** Extract provided **
The George Paton Gallery is the first institutionally supported experimental art space in Australia. Established in 1975 as the Ewing and George Paton Gallery, it is run by the University of Melbourne Student Union, on the University of Melbourne Parkville Campus. In 2022, the gallery relocated from its longstanding space at Union House to the purpose-built Arts and Cultural Building.

== History ==
The George Paton Gallery was the central hub for experimental art in Australia in the 1970s and early 1980s. As well as presenting diverse and challenging exhibitions, it fostered a strong community of creative discourse through film screenings, poetry readings, performance events and hosting meetings by marginalised groups of artists and activists. Early influential exhibitions that cement the radical nature of the gallery's first decade include Janine Burke's Australian women artists: One hundred years, 1840–1940 presented in 1975, and "The Letter Show", presented in 1974, curated by founding Directors Kiffy Rubbo and Meredith Rogers.

Later Directors developed their reputations as influential curators in the gallery, including Judy Annear, who went on to be the founding Director of Artspace in Sydney and curator of Australian Perspecta, 1995; Denise Robinson, who became Director of the Australian Centre for Photography; and Juliana Engberg, who has been Director of the Australian Centre for Contemporary Art, Melbourne, artistic director of the Biennale of Sydney 2014: You Imagine What You Desire, and program director for Aarhus, Denmark in the 2017 European Capital of Culture program.

** Objective 1 **
Name every person the passage on the George Paton Gallery identifies as a director of the gallery.
** Objective 2 **
Please set down the stretch of the passage on the George Paton Gallery from "Later Directors developed" through "of Culture program.", word for word.
The lines after this passage on the George Paton Gallery are separate material.

** Data records **
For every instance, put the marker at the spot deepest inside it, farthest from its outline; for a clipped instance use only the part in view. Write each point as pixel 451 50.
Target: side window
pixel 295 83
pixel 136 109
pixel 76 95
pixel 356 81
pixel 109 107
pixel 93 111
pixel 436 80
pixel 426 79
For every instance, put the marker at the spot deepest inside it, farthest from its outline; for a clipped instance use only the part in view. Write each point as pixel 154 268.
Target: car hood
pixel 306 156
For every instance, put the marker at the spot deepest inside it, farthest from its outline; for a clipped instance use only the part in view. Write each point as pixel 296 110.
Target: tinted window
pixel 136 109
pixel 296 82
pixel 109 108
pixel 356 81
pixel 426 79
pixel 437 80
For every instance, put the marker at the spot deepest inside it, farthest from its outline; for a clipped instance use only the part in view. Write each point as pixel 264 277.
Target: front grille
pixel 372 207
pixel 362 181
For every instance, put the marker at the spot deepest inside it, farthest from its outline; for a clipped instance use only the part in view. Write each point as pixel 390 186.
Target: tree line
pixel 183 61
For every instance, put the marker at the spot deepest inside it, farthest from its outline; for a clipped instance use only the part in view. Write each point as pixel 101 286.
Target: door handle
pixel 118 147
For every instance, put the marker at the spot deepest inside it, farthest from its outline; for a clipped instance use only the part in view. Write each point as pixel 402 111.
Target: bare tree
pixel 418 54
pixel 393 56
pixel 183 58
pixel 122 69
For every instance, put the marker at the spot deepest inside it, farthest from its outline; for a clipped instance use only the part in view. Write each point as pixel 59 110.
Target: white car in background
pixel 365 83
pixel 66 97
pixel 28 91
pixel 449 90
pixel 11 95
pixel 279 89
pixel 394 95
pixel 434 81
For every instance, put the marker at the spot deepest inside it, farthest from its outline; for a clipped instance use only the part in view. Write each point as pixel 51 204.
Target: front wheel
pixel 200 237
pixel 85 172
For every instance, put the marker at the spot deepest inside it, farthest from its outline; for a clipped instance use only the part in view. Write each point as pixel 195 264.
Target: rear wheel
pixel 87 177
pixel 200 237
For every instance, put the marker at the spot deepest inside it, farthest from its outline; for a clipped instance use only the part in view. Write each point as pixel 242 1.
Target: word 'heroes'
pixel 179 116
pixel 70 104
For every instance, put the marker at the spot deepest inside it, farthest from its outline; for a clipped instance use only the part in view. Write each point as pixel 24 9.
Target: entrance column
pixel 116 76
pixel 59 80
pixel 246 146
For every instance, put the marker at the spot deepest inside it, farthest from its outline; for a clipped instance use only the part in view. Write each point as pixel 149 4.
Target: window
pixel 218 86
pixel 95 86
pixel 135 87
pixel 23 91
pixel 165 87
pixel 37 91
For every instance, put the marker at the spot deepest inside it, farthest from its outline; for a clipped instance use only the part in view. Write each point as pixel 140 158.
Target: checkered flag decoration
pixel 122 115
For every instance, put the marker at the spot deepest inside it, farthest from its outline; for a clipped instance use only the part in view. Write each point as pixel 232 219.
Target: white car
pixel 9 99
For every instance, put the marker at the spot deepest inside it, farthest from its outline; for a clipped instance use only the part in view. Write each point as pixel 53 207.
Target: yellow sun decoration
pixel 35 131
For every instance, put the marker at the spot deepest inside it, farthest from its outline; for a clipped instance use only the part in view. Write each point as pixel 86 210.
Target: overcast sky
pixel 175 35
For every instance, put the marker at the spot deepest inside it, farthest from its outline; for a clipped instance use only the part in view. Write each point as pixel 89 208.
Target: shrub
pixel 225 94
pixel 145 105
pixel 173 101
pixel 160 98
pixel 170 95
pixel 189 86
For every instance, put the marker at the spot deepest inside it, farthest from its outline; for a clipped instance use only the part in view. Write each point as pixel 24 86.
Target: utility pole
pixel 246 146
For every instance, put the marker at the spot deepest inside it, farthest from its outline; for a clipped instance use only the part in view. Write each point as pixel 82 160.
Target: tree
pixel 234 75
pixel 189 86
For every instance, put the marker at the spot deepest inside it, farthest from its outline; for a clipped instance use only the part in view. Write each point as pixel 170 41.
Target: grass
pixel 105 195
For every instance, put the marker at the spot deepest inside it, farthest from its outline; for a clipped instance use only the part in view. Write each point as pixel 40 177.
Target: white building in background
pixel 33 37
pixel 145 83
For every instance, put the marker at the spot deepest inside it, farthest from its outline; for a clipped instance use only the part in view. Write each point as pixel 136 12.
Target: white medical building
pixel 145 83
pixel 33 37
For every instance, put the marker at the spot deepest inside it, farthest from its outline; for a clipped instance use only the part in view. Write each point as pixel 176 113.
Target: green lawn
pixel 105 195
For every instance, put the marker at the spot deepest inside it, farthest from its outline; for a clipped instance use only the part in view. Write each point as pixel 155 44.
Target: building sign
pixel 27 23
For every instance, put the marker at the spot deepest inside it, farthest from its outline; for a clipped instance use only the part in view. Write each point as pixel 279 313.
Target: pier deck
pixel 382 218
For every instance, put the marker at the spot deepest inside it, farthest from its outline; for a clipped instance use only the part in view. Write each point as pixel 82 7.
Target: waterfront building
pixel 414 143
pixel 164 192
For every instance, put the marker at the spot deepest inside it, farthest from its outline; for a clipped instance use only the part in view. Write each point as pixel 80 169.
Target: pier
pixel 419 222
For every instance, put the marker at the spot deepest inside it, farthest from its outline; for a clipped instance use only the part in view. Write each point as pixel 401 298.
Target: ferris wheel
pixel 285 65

** Task output 1 **
Kiffy Rubbo, Meredith Rogers, Judy Annear, Denise Robinson, Juliana Engberg

** Task output 2 **
Later Directors developed their reputations as influential curators in the gallery, including Judy Annear, who went on to be the founding Director of Artspace in Sydney and curator of Australian Perspecta, 1995; Denise Robinson, who became Director of the Australian Centre for Photography; and Juliana Engberg, who has been Director of the Australian Centre for Contemporary Art, Melbourne, artistic director of the Biennale of Sydney 2014: You Imagine What You Desire, and program director for Aarhus, Denmark in the 2017 European Capital of Culture program.